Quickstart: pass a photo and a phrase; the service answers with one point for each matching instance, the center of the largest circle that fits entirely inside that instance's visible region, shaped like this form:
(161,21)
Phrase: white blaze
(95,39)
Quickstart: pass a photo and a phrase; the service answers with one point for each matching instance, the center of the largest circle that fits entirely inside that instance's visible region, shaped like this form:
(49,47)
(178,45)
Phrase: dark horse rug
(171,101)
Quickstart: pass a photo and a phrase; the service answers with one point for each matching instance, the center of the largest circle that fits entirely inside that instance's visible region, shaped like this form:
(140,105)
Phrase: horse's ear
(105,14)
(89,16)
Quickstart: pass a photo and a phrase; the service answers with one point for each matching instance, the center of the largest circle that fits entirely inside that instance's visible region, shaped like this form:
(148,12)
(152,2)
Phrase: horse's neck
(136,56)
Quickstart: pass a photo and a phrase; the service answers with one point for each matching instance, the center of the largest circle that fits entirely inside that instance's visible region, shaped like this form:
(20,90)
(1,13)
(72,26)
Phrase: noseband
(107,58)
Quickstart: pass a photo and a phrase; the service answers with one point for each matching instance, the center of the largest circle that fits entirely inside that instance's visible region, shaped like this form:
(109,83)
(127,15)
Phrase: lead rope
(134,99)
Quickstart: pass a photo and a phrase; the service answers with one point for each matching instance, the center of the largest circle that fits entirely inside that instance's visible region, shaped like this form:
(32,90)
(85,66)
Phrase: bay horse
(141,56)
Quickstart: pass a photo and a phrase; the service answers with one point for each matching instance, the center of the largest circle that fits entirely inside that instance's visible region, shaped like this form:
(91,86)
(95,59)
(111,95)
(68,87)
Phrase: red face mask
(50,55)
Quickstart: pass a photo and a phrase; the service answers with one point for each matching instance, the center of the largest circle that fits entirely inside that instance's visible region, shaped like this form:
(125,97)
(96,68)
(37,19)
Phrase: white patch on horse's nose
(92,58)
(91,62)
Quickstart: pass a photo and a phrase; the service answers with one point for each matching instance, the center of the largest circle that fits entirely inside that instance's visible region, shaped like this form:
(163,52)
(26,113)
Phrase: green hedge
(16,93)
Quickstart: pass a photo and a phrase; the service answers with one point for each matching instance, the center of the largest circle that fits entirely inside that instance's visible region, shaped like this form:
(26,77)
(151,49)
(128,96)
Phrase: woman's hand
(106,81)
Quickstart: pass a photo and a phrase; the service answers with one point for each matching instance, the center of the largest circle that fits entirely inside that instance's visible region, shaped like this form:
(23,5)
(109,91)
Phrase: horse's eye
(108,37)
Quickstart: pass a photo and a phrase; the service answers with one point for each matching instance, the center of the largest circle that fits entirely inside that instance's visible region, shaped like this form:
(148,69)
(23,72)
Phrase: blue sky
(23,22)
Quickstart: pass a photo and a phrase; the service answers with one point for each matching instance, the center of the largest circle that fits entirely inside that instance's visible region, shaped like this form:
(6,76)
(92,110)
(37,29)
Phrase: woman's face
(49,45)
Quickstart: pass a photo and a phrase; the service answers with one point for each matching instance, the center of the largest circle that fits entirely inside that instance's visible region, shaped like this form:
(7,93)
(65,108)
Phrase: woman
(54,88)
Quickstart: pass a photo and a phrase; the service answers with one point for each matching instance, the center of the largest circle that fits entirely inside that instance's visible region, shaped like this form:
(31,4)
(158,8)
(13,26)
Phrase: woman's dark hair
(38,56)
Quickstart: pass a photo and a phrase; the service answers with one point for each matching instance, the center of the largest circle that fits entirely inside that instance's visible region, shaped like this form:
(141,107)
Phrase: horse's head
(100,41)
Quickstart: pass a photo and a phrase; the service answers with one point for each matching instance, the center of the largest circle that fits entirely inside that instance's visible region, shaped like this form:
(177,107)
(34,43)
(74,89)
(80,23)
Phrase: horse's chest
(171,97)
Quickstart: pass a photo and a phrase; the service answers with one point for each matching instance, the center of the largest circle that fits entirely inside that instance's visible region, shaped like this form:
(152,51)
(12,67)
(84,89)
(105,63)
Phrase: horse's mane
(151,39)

- - - -

_Aim of the task:_
Pick out each line in the listing above that contains the word "dark" and copy those lines.

_Answer:_
Phrase: dark horse rug
Phrase: woman's dark hair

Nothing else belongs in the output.